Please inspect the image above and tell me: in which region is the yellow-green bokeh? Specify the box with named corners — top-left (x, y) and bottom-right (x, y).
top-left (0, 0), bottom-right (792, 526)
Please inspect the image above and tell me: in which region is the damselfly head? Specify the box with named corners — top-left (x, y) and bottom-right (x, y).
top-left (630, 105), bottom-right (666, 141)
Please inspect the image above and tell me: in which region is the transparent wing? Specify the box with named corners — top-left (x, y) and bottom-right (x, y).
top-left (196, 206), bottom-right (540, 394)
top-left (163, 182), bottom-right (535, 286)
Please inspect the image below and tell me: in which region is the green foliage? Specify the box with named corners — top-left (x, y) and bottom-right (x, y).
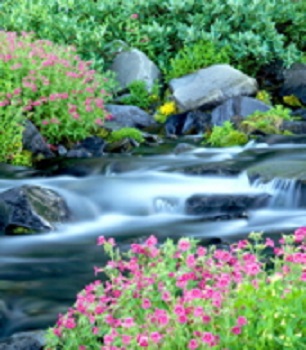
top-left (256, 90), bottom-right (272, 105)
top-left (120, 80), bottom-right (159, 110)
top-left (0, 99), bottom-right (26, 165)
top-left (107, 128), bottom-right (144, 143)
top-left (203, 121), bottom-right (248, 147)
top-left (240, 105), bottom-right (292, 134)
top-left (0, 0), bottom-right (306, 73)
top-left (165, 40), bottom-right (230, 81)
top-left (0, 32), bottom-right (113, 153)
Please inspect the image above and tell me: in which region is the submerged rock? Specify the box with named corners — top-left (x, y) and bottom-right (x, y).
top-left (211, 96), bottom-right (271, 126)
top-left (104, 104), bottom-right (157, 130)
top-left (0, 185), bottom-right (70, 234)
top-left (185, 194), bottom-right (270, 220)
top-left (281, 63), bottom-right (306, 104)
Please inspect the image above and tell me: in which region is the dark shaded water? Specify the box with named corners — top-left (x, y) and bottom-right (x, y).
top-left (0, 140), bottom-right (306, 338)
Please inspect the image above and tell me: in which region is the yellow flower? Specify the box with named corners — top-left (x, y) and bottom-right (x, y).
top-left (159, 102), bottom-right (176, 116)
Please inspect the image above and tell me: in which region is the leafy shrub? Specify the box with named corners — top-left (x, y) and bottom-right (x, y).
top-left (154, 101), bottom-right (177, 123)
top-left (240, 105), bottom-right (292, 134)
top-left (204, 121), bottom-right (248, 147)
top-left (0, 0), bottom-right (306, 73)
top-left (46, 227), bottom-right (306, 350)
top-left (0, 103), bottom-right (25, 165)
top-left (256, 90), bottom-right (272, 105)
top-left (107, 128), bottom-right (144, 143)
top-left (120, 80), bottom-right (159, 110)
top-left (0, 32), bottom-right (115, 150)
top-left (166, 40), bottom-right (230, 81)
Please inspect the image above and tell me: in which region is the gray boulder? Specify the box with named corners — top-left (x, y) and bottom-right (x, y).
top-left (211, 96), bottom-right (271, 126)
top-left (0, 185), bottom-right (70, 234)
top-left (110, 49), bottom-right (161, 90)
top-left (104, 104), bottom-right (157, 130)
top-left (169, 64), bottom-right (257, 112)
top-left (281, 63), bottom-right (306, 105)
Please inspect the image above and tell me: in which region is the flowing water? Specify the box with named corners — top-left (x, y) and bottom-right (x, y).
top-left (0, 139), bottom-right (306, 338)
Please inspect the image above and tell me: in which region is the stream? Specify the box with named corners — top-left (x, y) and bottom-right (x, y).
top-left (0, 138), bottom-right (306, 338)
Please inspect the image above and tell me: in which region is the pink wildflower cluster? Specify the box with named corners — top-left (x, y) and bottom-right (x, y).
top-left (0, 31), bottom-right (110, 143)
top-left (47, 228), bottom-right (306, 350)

Problem: Yukarıdaki öğelerin hepsini iki sütunlu bir CSV olarak ver. Sütun adları istek ve cevap olsun, her istek için bir satır bulunsun. Bir isteğin birden fazla cevabı varsa hepsi aynı satırdaki cevap alanına girsin. Her metin tırnak içinde tek bir alanda dursun, satır sonları boşluğa çevrilsin ve resimler cevaba konmasın.

Sonuç:
istek,cevap
"Please inspect the image above and tell me: in which region is the yellow-green bokeh? Specify the box with named corners — top-left (x, y) and bottom-right (x, y).","top-left (0, 0), bottom-right (792, 526)"
"Please inspect the image above and tell me: in which region is the damselfly head? Specify the box with named corners — top-left (x, y) and bottom-right (x, y).","top-left (630, 105), bottom-right (666, 141)"
"Please inspect the image above and tell me: in which region is the transparent wing? Specify the box with named corners — top-left (x, y) and bottom-right (x, y).","top-left (196, 206), bottom-right (540, 394) top-left (163, 182), bottom-right (535, 286)"
"Please inspect the image below and tell me: in which region is the green foliage? Specify the box with named corners — top-left (x, y) and bottom-right (x, y).","top-left (256, 90), bottom-right (272, 105) top-left (120, 80), bottom-right (159, 110) top-left (0, 99), bottom-right (26, 165) top-left (107, 128), bottom-right (144, 143) top-left (203, 121), bottom-right (248, 147) top-left (240, 105), bottom-right (292, 134) top-left (0, 0), bottom-right (306, 73) top-left (165, 40), bottom-right (230, 81) top-left (0, 32), bottom-right (113, 153)"
"Please inspect the image above and tell me: in which region is the submerged rock? Specify the box with named corners — top-left (x, y) and bottom-right (x, y).","top-left (211, 96), bottom-right (271, 126) top-left (104, 104), bottom-right (157, 130) top-left (0, 185), bottom-right (70, 234) top-left (185, 194), bottom-right (270, 220) top-left (281, 63), bottom-right (306, 104)"
"Please inspect the image above and tell me: in which region is the dark shaded water? Specify the box with named corners — top-left (x, y) and bottom-right (x, y).","top-left (0, 140), bottom-right (306, 338)"
"Please inspect the image above and tell me: in which region is the yellow flower? Specify the box with named corners — top-left (x, y) and bottom-right (x, y).","top-left (159, 102), bottom-right (176, 116)"
"Please inspect the image above and tell me: in which region is the leafy shrub? Specify the box with named corners — top-left (x, y) and bottom-right (x, y).","top-left (154, 101), bottom-right (177, 123) top-left (240, 105), bottom-right (292, 134) top-left (204, 121), bottom-right (248, 147) top-left (0, 0), bottom-right (306, 73) top-left (46, 227), bottom-right (306, 350) top-left (0, 103), bottom-right (25, 165) top-left (256, 90), bottom-right (272, 105) top-left (107, 128), bottom-right (144, 143) top-left (120, 80), bottom-right (159, 110) top-left (0, 32), bottom-right (115, 150) top-left (166, 40), bottom-right (230, 81)"
"Please inspect the image above and tell me: in which region is the gray boulder? Specify the box with named corners — top-left (x, y) and bottom-right (x, y).","top-left (211, 96), bottom-right (271, 126) top-left (0, 185), bottom-right (70, 234) top-left (110, 49), bottom-right (161, 90) top-left (104, 104), bottom-right (157, 130) top-left (169, 64), bottom-right (257, 112) top-left (281, 63), bottom-right (306, 105)"
"Please inspect the image above and tell me: in which region is the flowing water? Specify the box with named corners — top-left (x, y) and bottom-right (x, y).","top-left (0, 139), bottom-right (306, 338)"
"Please inspect the image above and tell me: in which region is the stream? Specify the box with named corners — top-left (x, y) and bottom-right (x, y).","top-left (0, 138), bottom-right (306, 338)"
"Please inspect the image above and tell me: in which region is the pink wildflower cluster? Specify the box with named corners — top-left (x, y) and bottom-right (x, y).","top-left (0, 31), bottom-right (110, 143) top-left (47, 228), bottom-right (306, 350)"